#### EXCERPT PROVIDED:
--------------------

Friday, March 21, 2014

The Mountains-to-Sea Trail through Topsail Island

One of the MST highlights on Topsail Island, fishing pier remnants, site of Tower Seven

Topsail Island (pronounced the 18th Century English way: "Tops'l") got its name when Seafarers during the era of the infamous pirate Edward Teach (Blackbeard) noted that the pirate ships lurking under cover in the sounds and inlets behind the island couldn't completely hide themselves - the topsails of their ships poked up above the dunes and gave them away.  So the island's name was short-hand for some good advice: If you spy a topsail behind this stretch of coast, either get away in a hurry or prepare for a confrontation.

In more recent days, Topsail Island became the base for a short-lived experimental rocket project called Operation Bumblebee.  For more information, see this NPS article.  Up and down the island the Navy constructed seven multi-story concrete observation towers, all of which survive in some form today, and two of which the Mountains-to-Sea trail passes.   Here are those two:

Tower Seven, site of the old fishing pier in the photo up top
Tower Six house, just north of the Surf City fishing pier

And for completeness I want to include the others - each quite distinctive:

Tower One, still a Johns Hopkins U. Applied Physics Lab research facility
Full view of the impressive Tower One building, designed to mimic the tower architecture
Tower two, downtown Topsail Beach
Tower Three is on the sound and has an extra floor compared to the others
The skeleton of Tower Four is incorporated into this luxurious beach house
Tower Five served as a residence, but is now vacant

Finally, concluding the Operation Bumblebee tour, here's the rocket assembly building (now a museum) in downtown Topsail Beach:


Topsail Island is also known for its sea turtle hospital.  The brand new expanded facility at 302 Tortuga Lane, Surf City, is just opening this spring.  It is 200 yards from the MST on Cedar Avenue, so I'm hoping that a footpath leading to it can be built.

Finally, another new facility of note to MST hikers has just opened just two miles from the Island and right on the MST route.  It's the Onslow County branch public library and Environmental Education Center.  It has a loop trail that I'm hoping can be extended to become part of the MST.  Meanwhile the facility, which just opened this week has two dozen or more new computers for public use with internet access, wi-fi, and a spacious facility (open during regular business hours).

--------------------

#### TO DO:
1. Answer these questions from the Topsail Island post.
(a) According to the post, what on the pirate ships poked up above the dunes and gave them away?
(b) How many concrete observation towers did the Navy construct on the island?
(c) How far is the sea turtle hospital from the MST on Cedar Avenue?
2. Retype the part of the Topsail Island post between "Finally, another new" and "regular business hours).", inclusive.

--------------------

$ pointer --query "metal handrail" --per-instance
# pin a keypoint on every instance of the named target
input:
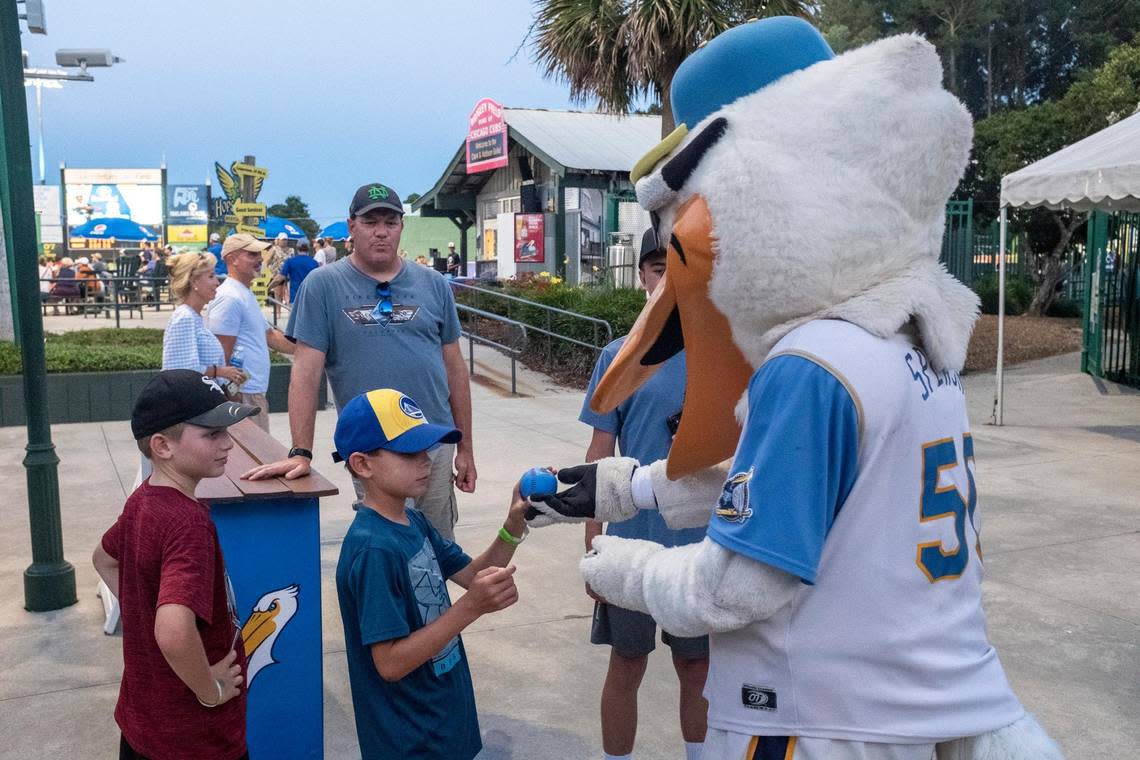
(550, 310)
(513, 352)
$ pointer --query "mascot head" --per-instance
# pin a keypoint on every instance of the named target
(814, 188)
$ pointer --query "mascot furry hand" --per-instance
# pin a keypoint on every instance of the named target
(840, 575)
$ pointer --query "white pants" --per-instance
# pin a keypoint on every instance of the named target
(726, 745)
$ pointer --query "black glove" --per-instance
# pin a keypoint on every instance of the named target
(576, 503)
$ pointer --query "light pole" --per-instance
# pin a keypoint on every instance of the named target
(49, 581)
(40, 84)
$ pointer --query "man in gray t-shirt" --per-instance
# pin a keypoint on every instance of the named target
(373, 320)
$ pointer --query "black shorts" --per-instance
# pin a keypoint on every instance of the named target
(633, 635)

--------------------

#### RESPONSES BY TASK:
1.
(a) The topsails of their ships.
(b) Seven.
(c) 200 yards.

2.
Finally, another new facility of note to MST hikers has just opened just two miles from the Island and right on the MST route.  It's the Onslow County branch public library and Environmental Education Center.  It has a loop trail that I'm hoping can be extended to become part of the MST.  Meanwhile the facility, which just opened this week has two dozen or more new computers for public use with internet access, wi-fi, and a spacious facility (open during regular business hours).